- Set problem: Reproduce the lines below, replacing "every instance" with "each instance" everywhere it occurs and leaving everything else untouched.

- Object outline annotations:
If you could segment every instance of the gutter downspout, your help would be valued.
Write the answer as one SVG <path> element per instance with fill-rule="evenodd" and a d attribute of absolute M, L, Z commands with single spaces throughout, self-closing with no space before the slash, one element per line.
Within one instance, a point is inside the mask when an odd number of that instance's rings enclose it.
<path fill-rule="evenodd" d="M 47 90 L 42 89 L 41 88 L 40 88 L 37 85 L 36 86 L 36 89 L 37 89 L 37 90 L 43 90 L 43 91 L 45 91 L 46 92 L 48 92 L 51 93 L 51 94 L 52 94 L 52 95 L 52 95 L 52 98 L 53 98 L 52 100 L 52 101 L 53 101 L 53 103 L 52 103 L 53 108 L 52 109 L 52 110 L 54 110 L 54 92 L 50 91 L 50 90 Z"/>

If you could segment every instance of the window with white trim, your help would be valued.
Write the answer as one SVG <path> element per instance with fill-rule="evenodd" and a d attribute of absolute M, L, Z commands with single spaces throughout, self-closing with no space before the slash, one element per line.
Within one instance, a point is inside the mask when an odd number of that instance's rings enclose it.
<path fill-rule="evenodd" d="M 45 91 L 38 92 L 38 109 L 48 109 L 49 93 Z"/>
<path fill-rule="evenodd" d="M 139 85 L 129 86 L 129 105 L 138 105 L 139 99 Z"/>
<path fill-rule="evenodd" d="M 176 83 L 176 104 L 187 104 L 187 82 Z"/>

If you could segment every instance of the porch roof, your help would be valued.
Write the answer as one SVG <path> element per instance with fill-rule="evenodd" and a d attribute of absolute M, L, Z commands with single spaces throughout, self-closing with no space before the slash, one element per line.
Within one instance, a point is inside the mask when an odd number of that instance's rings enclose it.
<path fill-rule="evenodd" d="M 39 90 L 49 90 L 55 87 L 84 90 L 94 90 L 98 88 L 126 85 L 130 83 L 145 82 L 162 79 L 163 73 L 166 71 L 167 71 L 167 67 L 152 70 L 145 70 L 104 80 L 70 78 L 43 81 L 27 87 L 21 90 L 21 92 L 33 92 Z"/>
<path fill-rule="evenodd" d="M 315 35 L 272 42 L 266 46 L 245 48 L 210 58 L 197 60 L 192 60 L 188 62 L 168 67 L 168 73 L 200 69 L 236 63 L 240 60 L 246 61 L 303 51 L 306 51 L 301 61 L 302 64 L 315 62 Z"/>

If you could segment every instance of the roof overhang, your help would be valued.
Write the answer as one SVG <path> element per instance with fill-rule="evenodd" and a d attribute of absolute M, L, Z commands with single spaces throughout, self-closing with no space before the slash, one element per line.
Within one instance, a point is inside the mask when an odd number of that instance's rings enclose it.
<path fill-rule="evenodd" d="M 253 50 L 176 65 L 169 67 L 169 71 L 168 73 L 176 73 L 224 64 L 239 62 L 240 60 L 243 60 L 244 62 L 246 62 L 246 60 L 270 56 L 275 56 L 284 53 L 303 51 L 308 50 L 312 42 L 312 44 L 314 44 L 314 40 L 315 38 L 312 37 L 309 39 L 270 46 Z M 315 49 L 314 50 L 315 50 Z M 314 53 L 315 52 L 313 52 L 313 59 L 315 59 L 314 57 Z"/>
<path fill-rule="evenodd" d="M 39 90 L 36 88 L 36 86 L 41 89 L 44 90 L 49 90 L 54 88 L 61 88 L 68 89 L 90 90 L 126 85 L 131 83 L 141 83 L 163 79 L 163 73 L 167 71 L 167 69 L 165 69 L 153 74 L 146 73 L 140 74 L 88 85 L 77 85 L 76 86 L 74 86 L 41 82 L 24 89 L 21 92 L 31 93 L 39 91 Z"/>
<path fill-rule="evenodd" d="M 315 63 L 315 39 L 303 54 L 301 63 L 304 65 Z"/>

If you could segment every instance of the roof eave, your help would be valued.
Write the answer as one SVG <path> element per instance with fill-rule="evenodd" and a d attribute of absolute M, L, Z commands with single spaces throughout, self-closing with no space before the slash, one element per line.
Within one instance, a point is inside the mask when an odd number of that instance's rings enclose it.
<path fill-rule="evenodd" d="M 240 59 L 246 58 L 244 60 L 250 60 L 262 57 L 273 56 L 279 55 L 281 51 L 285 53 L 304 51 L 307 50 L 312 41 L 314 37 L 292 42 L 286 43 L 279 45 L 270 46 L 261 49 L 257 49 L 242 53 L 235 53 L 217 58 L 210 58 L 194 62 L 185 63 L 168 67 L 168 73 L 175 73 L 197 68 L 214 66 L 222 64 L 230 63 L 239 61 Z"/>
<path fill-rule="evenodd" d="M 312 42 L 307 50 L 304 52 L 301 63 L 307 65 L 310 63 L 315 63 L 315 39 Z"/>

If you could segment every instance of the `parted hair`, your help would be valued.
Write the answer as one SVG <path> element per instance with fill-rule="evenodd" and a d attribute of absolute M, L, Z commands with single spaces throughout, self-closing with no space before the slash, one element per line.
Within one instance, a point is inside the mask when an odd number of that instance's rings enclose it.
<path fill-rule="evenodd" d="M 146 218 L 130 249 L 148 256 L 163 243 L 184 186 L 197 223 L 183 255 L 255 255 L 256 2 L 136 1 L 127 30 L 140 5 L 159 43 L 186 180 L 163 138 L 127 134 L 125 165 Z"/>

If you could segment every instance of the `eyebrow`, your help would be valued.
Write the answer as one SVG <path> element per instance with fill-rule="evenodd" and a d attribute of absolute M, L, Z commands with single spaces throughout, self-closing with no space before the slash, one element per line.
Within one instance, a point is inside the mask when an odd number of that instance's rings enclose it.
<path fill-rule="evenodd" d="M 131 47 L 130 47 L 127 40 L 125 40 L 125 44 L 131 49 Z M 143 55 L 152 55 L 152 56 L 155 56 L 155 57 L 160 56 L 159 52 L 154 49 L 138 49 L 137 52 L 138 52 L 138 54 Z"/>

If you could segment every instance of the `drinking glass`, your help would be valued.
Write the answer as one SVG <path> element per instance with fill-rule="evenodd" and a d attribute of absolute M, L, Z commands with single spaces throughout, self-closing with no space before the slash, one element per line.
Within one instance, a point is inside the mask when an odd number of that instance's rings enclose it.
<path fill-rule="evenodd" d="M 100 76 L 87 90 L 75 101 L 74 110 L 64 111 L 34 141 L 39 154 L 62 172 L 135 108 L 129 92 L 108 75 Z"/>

- Full output:
If you could segment each instance of the gutter downspout, your help would be valued.
Write the answer as one SVG <path> element per instance with fill-rule="evenodd" and a d attribute of absolute M, L, Z commands with single spaces throughout, self-closing with no space before the slash, one element per line.
Within one instance, a point is inside the mask when an odd number of that instance's rings enclose it.
<path fill-rule="evenodd" d="M 47 90 L 42 89 L 41 88 L 40 88 L 37 85 L 36 86 L 36 89 L 37 89 L 37 90 L 43 90 L 43 91 L 45 91 L 46 92 L 48 92 L 51 93 L 51 94 L 52 94 L 52 95 L 52 95 L 52 98 L 53 98 L 52 100 L 52 101 L 53 101 L 53 103 L 52 103 L 53 108 L 52 109 L 52 110 L 54 110 L 54 92 L 50 91 L 50 90 Z"/>

If you could segment each instance of the window with white trim, your help would be valued.
Write the answer as one SVG <path> element per instance with fill-rule="evenodd" and a d attribute of absolute M, L, Z commands with single spaces throughout, self-closing with no space before the slash, one element per line.
Within one instance, a point is inside the mask when an odd number of that instance's rings enclose it.
<path fill-rule="evenodd" d="M 45 91 L 38 92 L 38 109 L 48 109 L 49 93 Z"/>
<path fill-rule="evenodd" d="M 139 85 L 129 86 L 129 105 L 138 105 L 139 99 Z"/>
<path fill-rule="evenodd" d="M 176 83 L 176 104 L 187 104 L 187 82 Z"/>

If you could segment each instance of the porch roof, your help would be valued.
Write the answer as one SVG <path> element per instance with fill-rule="evenodd" and a d attribute of absolute M, L, Z commands with single spaces throughout, self-closing with no space before the slash, one element per line.
Within one instance, a point is inside the mask when an odd number of that instance's rings enclose it.
<path fill-rule="evenodd" d="M 39 90 L 49 90 L 55 87 L 84 90 L 94 90 L 98 88 L 126 85 L 130 83 L 145 82 L 162 79 L 163 73 L 166 71 L 167 71 L 167 67 L 152 70 L 145 70 L 104 80 L 70 78 L 43 81 L 27 87 L 21 90 L 21 92 L 33 92 Z"/>
<path fill-rule="evenodd" d="M 315 35 L 272 42 L 266 46 L 245 48 L 210 58 L 197 60 L 192 60 L 188 62 L 168 67 L 168 73 L 200 69 L 236 63 L 240 60 L 246 61 L 303 51 L 306 51 L 301 61 L 302 64 L 315 62 Z"/>

If you could segment each instance of the roof overhang, your help would be valued.
Write the answer as one SVG <path> element per instance with fill-rule="evenodd" and a d attribute of absolute M, L, Z commands with single spaces throughout, self-closing with no space before the slash, one element per line.
Within one instance, a point is inside the mask when an odd number of that instance's rings enclose it.
<path fill-rule="evenodd" d="M 253 50 L 176 65 L 169 67 L 169 71 L 168 73 L 176 73 L 224 64 L 239 62 L 240 60 L 243 60 L 244 62 L 246 62 L 246 60 L 270 56 L 275 56 L 284 53 L 303 51 L 308 50 L 312 42 L 312 44 L 314 44 L 314 40 L 315 38 L 312 37 L 309 39 L 270 46 Z M 315 49 L 314 50 L 315 50 Z M 314 53 L 315 52 L 313 52 L 313 59 L 315 59 L 314 57 Z"/>
<path fill-rule="evenodd" d="M 39 90 L 36 88 L 36 86 L 41 89 L 44 90 L 49 90 L 54 88 L 61 88 L 68 89 L 90 90 L 126 85 L 131 83 L 141 83 L 163 79 L 163 73 L 167 71 L 167 69 L 165 69 L 153 74 L 146 73 L 140 74 L 88 85 L 77 85 L 76 86 L 74 86 L 41 82 L 24 89 L 21 92 L 31 93 L 39 91 Z"/>
<path fill-rule="evenodd" d="M 315 63 L 315 39 L 303 54 L 301 63 L 304 65 Z"/>

If you could segment each instance of the roof eave, your help would be valued.
Write the answer as one SVG <path> element per instance with fill-rule="evenodd" and a d attribute of absolute M, L, Z commands with single spaces throughout, self-closing with no space before the slash, one element per line.
Within one instance, a point is inside the mask when an odd number of that instance's rings enclose it.
<path fill-rule="evenodd" d="M 240 59 L 246 58 L 244 60 L 250 60 L 262 57 L 273 56 L 279 55 L 281 51 L 285 53 L 304 51 L 307 50 L 312 41 L 314 37 L 292 42 L 286 43 L 279 45 L 270 46 L 261 49 L 257 49 L 242 53 L 235 53 L 217 58 L 210 58 L 194 62 L 185 63 L 168 67 L 168 73 L 175 73 L 197 68 L 214 66 L 222 64 L 230 63 L 239 61 Z"/>
<path fill-rule="evenodd" d="M 312 42 L 307 50 L 304 52 L 301 63 L 307 65 L 310 63 L 315 63 L 315 39 Z"/>

If you could segment each instance of the `parted hair`, your help would be valued.
Write the answer as one SVG <path> element per instance with fill-rule="evenodd" and a d attribute of absolute M, L, Z commands with single spaces throughout, self-closing with no space before the slash, one element per line.
Within one instance, a point is inside the mask when an odd number of that instance's rings enclose it.
<path fill-rule="evenodd" d="M 146 218 L 130 249 L 148 256 L 163 243 L 184 186 L 197 223 L 183 255 L 255 255 L 256 2 L 136 1 L 127 30 L 140 5 L 159 43 L 186 180 L 163 138 L 127 134 L 125 165 Z"/>

If you could segment each instance of the `eyebrow`, your help would be valued.
Write the answer as one SVG <path> element per instance with fill-rule="evenodd" and a d attribute of absolute M, L, Z commands with single spaces throughout, self-closing with no space before the slash, one element per line.
Within one instance, a point is inside the mask when an odd number of that instance's rings enclose it.
<path fill-rule="evenodd" d="M 131 47 L 130 47 L 127 40 L 125 40 L 125 44 L 131 49 Z M 143 55 L 152 55 L 152 56 L 155 56 L 155 57 L 160 56 L 159 52 L 154 49 L 138 49 L 137 52 L 138 52 L 138 54 Z"/>

If you could segment each instance of the `drinking glass`, your help would be valued.
Write the answer as one SVG <path> element per instance with fill-rule="evenodd" and a d attribute of absolute M, L, Z commands with single spaces throughout, self-closing with no space before the slash, one element per line.
Within one instance, a point is inside the mask when an odd number of that instance's rings enclose it.
<path fill-rule="evenodd" d="M 100 76 L 87 90 L 75 101 L 74 110 L 64 111 L 34 141 L 39 154 L 62 172 L 135 108 L 129 92 L 108 75 Z"/>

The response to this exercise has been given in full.